To-do list.
A – Decide whether each statement agrees with the forum discussion about PieFed and Lemmy, answering yes or no and quoting the exact words of the discussion that decide it: (i) the list of defederated instances on a fresh install can be changed in the admin UI after installation; (ii) one commenter has an account on PieFed but not on Lemmy; (iii) the default set of blocked instances is presented as free of any opinion.
B – Write the next part of the forum discussion about PieFed and Lemmy, picking up right after its final comment.

— start Provided passage —

Seriously, all FOSS is good. Being able to start up your own instance, either Lemmy or PieFed, is good. The fact that they all communicate together is great.
If PieFed brought an additional 100k content creators to the Threadiverse, that only enhances the user experience, even as viewed narrowly from purely the Lemmy side.
I for one have accounts on both Lemmy and PieFed, and while I use PieFed far more often lately (since it offers far more features that I like?), I do legitimately use both for different purposes. I revel in having options to choose from!:-)
i don't care about the lemmy.ml drama because im not on there
Right, because you have alternatives to have an account on instead:-). This is an example of where divisiveness can be a good thing - we don't all have to be on the same instance, or even using the same software, whether Lemmy vs. PieFed vs. Mbin vs. nodeBB vs. flarum (eventually), or Mastodon or Friendica, all of it can be interconnected. I would argue that this makes the Threadiverse a more interesting place to be, actually. Because I definitely would have gotten kicked off of or voluntarily left lemmy.ml long ago, if that were the only option available...
Hardcoded censorship is a no no
That's terrible and immediately makes me question the trustworthiness and motivations of a dev team that decides to block instances by default.
I'm not saying they're not trustworthy but that just feels icky.
If you've gotten to the point of something as advanced as spinning up your own instance of a federated software you probably know who you want to federate with.
Here is the list of defederated instances when a fresh install happens. This is editable in the admin UI after installation is complete. So, if you really want your instance to federate with the good folks of cum.salon, you are more than welcome to.
This is really just intended to provide what we think of as a good set of defaults for a typical user. Of course this is somewhat opinionated, just like something like an operating system has a set of opinionated defaults for stuff like default programs, window styling, etc.

— end Provided passage —
— start Information shown —

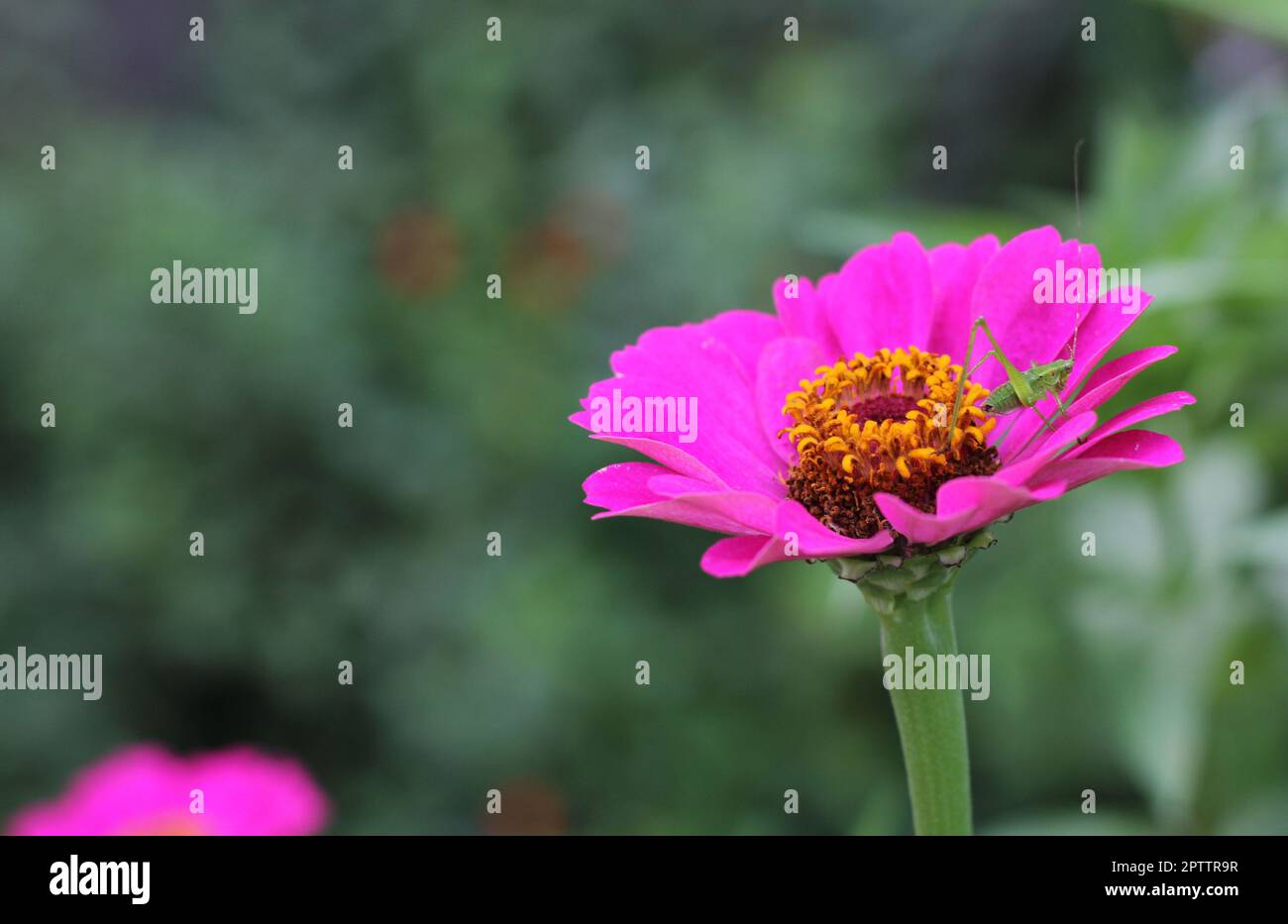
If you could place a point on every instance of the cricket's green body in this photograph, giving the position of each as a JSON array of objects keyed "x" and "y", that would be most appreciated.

— end Information shown —

Solved problems.
A –
(i) Yes: "This is editable in the admin UI after installation is complete."
(ii) No: "I for one have accounts on both Lemmy and PieFed"
(iii) No: "Of course this is somewhat opinionated"

B –
I think the biggest thing is just including one of the oldest and most active instances in there. Hexbear (or Lemmygrad) is not everyone's cup of tea but a default block, or even to lump them in with an instance like the one you mentioned is kinda crazy. Some of the other bigger instances out there federate with one or both just fine.
I mean, the same is true for other PieFed instances. piefed.zip, for example, is federated with both (same admin team as lemmy.zip).
Like I said, this is inherently opinionated as any kind of defaults would be (themes, colors, user settings, etc.). I just don't agree that just because an instance is old and active means that it is a positive influence on or provides a positive experience for the average user. Just like I don't think forums like 4chan should be looked at positively just due to its age and activity. I know there are many that disagree with this, and there is nothing wrong with that.
Specifically, the piefed.social instance is a bit more opinionated than most other instances out there because rimu has pretty strong feelings about social media. Some of my contributions to the code have been to make PieFed less opinionated or to take some of those very strongly opinionated options/filters and make them configurable or optional at an admin level. So far, rimu has been pretty receptive to this kind of contribution.
At the end of the day, I am glad that all three threadiverse software platforms exist (people too often forget about mbin) and have been able to maintain a cordial working relationship. They each have different opinions, defaults, and features that might appeal to some users over others.
Clearly it's polarizing. Clearly anyone spinning up a new instance certainly would know what site of that fence they fall on.
They can remove it then.
I did a code review just about a week ago, see https://hexbear.net/comment/6827649 for what I found.
Kindly pass this on, but this is actually defunct code that is not actually functionally active on Piefed.
Mostly everything else being complained about is objecting to Piefeds attempts to weeding out spammers, trolls and AI spammers with arguably punitive detective functions - but the purpose is to mitigate that.
What does that mean.
It doesn't work even if he wanted it to. Rimu himself didn't even add it. He's not the only contributor to the code.
Ok, thanks for telling me.
Also I have said nothing about Rimu. And I know he isn't the only contributor.
Some of your code review is not understanding that Piefed handles things differently. So in the context of blocking, if someone blocks you on piefed - you simply can't reply to them anymore. This isn't out of sync with how many services operate. Now Lemmy does not operate like this, but the disconnect between how Lemmy and Piefed handle it cause discrepencies like this.
This code exists, but is unused to my knowledge. Certainly for Piefed.social.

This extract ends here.